* _Quoted passage_
####
The World Health Organization’s (WHO) Global status report on the public health response to dementia, reveals that the European Region hosts half of all countries offering effective support.
Yet even in Europe, many plans are expiring, or have already expired, indicating a need for renewed government commitments.
“Dementia robs millions of people of their memories, independence and dignity, but it also robs the rest of us of the people we know and love”, said WHO chief Tedros Adhanom Ghebreyesus.
Dementia is caused by a variety of diseases and injuries that affect the brain, such as Alzheimer’s disease or stroke. It affects memory and other cognitive functions, as well as the ability to perform everyday tasks.
“The world is failing people with dementia, and that hurts all of us”, said Tedros. “Four years ago, governments agreed a clear set of targets to improve dementia care. But targets alone are not enough”.
The disability associated with dementia is a key driver of costs related to the condition. In 2019, the global price tag was estimated at $1.3 trillion – a number that is projected to rise to $1.7 trillion by 2030, or $2.8 trillion if care costs are included.
At the same time, the report explains that the number of people living with dementia is growing.
WHO estimates that 8.1 per cent of women and 5.4 per cent of men over age 65 currently live with the condition – and is estimated to rise to 78 million by 2030, and to 139 million by 2050.
“We need concerted action to ensure that all people with dementia are able to live with the support and dignity they deserve”, stressed the WHO chief.
####
* _Exercise_
Give everything from "At the same" down to "million by 2050." in the dementia passage again, changing "per cent" to "percent".
####
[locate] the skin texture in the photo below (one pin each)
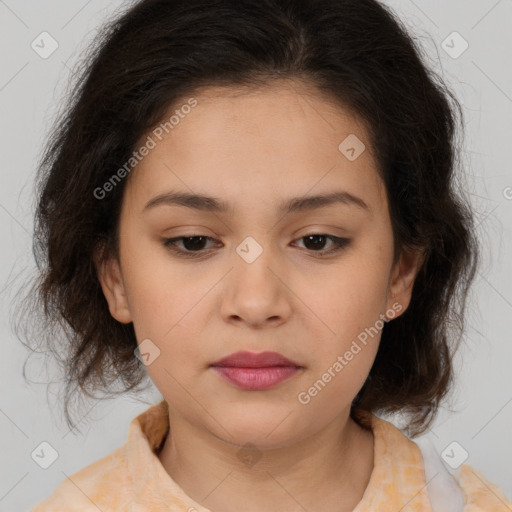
(254, 150)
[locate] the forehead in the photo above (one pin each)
(258, 147)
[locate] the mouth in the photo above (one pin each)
(256, 371)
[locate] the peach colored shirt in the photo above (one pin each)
(132, 478)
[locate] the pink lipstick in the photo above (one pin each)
(256, 371)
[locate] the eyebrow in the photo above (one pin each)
(292, 205)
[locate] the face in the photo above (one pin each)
(307, 282)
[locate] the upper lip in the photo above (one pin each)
(255, 360)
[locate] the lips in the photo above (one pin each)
(256, 371)
(255, 360)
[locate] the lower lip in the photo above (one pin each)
(256, 378)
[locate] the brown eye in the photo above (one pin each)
(315, 242)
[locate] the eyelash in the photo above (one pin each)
(170, 243)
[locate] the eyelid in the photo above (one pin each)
(339, 244)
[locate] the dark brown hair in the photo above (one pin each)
(159, 51)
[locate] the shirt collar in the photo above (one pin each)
(397, 480)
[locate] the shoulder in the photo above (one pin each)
(102, 485)
(479, 493)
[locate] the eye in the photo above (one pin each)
(194, 246)
(316, 241)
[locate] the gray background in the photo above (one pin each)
(30, 92)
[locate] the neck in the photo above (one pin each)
(328, 471)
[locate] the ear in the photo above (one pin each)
(403, 275)
(112, 284)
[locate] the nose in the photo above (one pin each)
(257, 293)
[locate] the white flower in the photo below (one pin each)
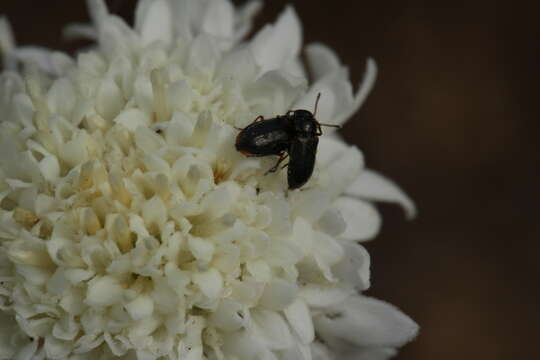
(131, 228)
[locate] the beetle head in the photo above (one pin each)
(304, 123)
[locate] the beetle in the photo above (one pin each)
(294, 135)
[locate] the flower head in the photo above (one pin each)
(130, 227)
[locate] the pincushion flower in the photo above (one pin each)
(131, 228)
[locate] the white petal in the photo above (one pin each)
(297, 352)
(54, 63)
(153, 20)
(363, 220)
(373, 186)
(353, 268)
(244, 17)
(370, 353)
(332, 222)
(327, 252)
(274, 45)
(7, 42)
(322, 60)
(274, 93)
(344, 170)
(329, 150)
(61, 97)
(109, 100)
(278, 294)
(218, 19)
(56, 348)
(141, 307)
(365, 321)
(299, 318)
(209, 282)
(272, 329)
(242, 345)
(104, 291)
(132, 119)
(367, 84)
(323, 296)
(227, 316)
(239, 65)
(98, 11)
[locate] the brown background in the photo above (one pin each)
(454, 119)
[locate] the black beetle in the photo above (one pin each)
(294, 135)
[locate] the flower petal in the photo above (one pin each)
(365, 321)
(373, 186)
(153, 21)
(299, 317)
(362, 219)
(275, 45)
(353, 268)
(272, 329)
(218, 19)
(322, 60)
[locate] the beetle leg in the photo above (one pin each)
(319, 130)
(282, 157)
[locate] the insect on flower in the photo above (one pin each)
(294, 135)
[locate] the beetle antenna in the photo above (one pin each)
(316, 104)
(331, 125)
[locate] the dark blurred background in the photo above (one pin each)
(454, 118)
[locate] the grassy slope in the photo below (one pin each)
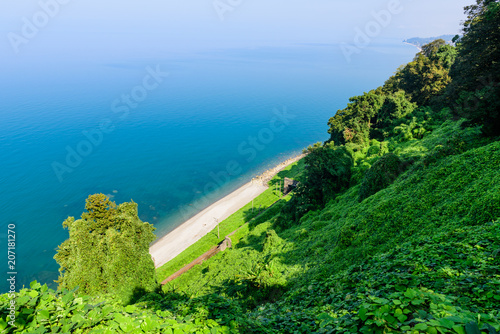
(422, 255)
(235, 221)
(433, 228)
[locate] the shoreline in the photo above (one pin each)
(169, 246)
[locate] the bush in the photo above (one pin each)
(383, 173)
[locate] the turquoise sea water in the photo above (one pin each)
(169, 149)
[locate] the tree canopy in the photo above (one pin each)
(107, 251)
(476, 73)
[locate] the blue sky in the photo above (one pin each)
(110, 28)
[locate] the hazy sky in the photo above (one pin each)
(109, 28)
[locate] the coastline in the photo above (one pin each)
(169, 246)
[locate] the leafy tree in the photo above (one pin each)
(422, 79)
(476, 73)
(107, 251)
(328, 172)
(352, 124)
(396, 106)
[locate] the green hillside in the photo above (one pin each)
(393, 228)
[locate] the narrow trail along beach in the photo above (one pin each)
(174, 243)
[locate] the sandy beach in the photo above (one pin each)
(194, 229)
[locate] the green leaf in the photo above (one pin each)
(3, 324)
(447, 323)
(459, 329)
(362, 314)
(410, 293)
(472, 328)
(67, 298)
(43, 315)
(130, 309)
(421, 326)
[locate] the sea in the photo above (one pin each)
(173, 133)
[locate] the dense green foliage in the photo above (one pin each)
(476, 73)
(394, 227)
(107, 251)
(328, 172)
(43, 310)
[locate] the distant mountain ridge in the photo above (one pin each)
(419, 41)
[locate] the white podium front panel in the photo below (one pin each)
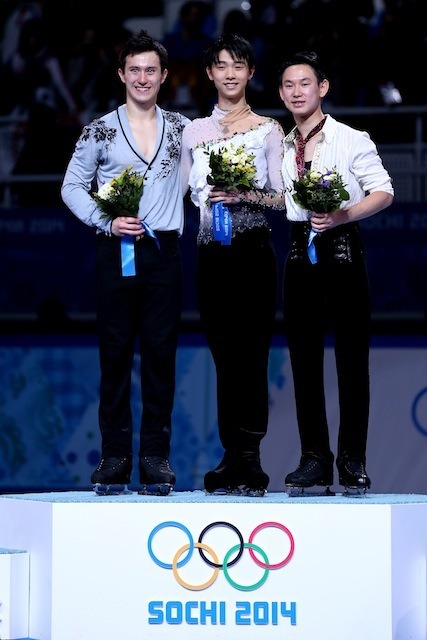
####
* _Answer below_
At the same time, the report explains that the number of people living with dementia is growing.
WHO estimates that 8.1 percent of women and 5.4 percent of men over age 65 currently live with the condition – and is estimated to rise to 78 million by 2030, and to 139 million by 2050.